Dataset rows
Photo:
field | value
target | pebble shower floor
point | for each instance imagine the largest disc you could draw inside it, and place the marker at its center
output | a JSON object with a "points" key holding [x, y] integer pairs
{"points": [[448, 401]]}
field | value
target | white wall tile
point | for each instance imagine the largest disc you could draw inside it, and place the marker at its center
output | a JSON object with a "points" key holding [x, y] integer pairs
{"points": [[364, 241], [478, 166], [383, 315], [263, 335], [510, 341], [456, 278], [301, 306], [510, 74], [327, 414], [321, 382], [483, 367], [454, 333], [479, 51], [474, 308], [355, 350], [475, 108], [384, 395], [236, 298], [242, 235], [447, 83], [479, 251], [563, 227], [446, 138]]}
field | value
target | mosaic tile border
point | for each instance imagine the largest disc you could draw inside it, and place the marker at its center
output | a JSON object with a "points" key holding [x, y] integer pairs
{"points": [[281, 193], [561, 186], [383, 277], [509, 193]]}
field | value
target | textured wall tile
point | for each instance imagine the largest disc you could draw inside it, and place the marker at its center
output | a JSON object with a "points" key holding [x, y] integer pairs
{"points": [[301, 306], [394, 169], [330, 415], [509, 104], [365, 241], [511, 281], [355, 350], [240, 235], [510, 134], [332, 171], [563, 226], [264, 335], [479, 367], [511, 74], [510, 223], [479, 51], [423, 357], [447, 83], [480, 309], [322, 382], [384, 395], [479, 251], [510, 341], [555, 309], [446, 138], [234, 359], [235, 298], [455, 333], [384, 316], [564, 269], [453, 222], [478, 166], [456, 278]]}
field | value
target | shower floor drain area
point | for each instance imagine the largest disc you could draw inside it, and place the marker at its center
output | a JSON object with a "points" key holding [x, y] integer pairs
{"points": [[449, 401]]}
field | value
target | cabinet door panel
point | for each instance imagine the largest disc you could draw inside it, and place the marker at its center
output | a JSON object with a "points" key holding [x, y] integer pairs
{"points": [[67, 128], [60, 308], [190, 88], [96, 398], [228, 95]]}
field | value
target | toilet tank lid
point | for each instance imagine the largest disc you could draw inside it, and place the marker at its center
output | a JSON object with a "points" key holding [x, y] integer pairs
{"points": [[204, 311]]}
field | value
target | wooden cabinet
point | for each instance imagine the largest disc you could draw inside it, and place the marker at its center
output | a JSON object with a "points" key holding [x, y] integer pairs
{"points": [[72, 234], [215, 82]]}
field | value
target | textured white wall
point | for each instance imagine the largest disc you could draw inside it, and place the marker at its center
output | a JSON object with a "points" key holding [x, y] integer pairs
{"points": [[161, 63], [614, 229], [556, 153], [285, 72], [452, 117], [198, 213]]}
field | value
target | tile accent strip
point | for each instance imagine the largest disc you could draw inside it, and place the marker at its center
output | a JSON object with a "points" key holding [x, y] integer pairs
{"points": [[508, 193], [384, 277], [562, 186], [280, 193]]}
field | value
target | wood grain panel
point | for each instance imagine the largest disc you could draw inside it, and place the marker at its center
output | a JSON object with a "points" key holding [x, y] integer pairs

WHAT IS BEING ASKED: Write out the entries above word for word.

FULL RESPONSE:
Photo:
field | value
target | pebble shower floor
point | for each instance imagine the largest disc you could draw inside it, and place the marker at its center
output | a JSON object with a "points" key holding [x, y] integer pairs
{"points": [[448, 401]]}
field | value
target | white wall tile
point | for each instance imagine the largest disc you could draw inside it, and place the marker at its center
output | a JSON object with a "points" key holding [x, y] integer pairs
{"points": [[364, 241], [478, 166], [383, 315], [263, 335], [510, 341], [456, 278], [301, 306], [510, 74], [327, 414], [321, 382], [483, 367], [454, 333], [479, 51], [474, 308], [355, 350], [475, 108], [384, 395], [236, 298], [242, 235], [447, 83], [479, 251], [563, 227], [446, 138]]}
field | value
target | mosaic tile border
point | for each instance imagine the largest disc you could draw inside it, and place the marker at its center
output | a JSON object with a "points" key holding [x, y] integer pairs
{"points": [[281, 193], [561, 186], [383, 277], [509, 193]]}
field | value
target | textured wall tile
point | for each instance imagine the largest disc you could draw inside it, and place the marker at its center
output | a JSON object with a "points" key holding [x, y] integer pairs
{"points": [[301, 306], [394, 169], [330, 415], [509, 104], [365, 241], [511, 281], [355, 350], [240, 235], [510, 134], [332, 171], [563, 226], [264, 335], [479, 367], [511, 74], [510, 223], [479, 51], [423, 357], [447, 83], [480, 309], [322, 382], [384, 395], [479, 251], [510, 341], [555, 309], [446, 138], [234, 359], [235, 298], [455, 333], [384, 316], [564, 269], [453, 222], [478, 166], [456, 278]]}
field | value
target | shower floor drain area
point | for each instance imagine the largest disc you could draw inside it, and place the marker at its center
output | a JSON object with a "points" key holding [x, y] integer pairs
{"points": [[449, 401]]}
field | value
target | cabinet door panel
point | for each instance imagine the largest disc you could draw inside it, and place the marker at its center
output | a JSON object with a "points" key holding [x, y] integer pairs
{"points": [[67, 128], [60, 308], [190, 88], [96, 398], [228, 95]]}
field | value
target | toilet tank lid
point | for each instance imagine the largest disc you could draw inside it, and place the marker at its center
output | a JSON object with a "points" key holding [x, y] integer pairs
{"points": [[204, 311]]}
field | value
target | wooden cabinet
point | for each instance imagine the largest disc you could draw inside it, and place the marker at its center
output | a JSON object with a "points" key holding [x, y] integer pairs
{"points": [[72, 234], [215, 82]]}
field | value
target | textured white wall
point | for each instance imagine the largest disc you could draw inside it, and place the marker at its center
output | a JSON object with a "points" key holding [x, y] integer pairs
{"points": [[161, 63], [614, 229], [556, 153], [285, 72], [452, 117], [198, 213]]}
field | value
target | tile accent strip
point | for each instance imagine the largest disc you could draw inside it, and place the marker at its center
output | a JSON object with a "points" key holding [x, y] integer pairs
{"points": [[508, 193], [384, 277], [562, 186], [280, 193]]}
field | value
target | wood grain panel
point | for each instance imagine the largest disc you could draw inside it, and place the marker at its center
output | a JSON object with a "points" key holding [x, y] integer pairs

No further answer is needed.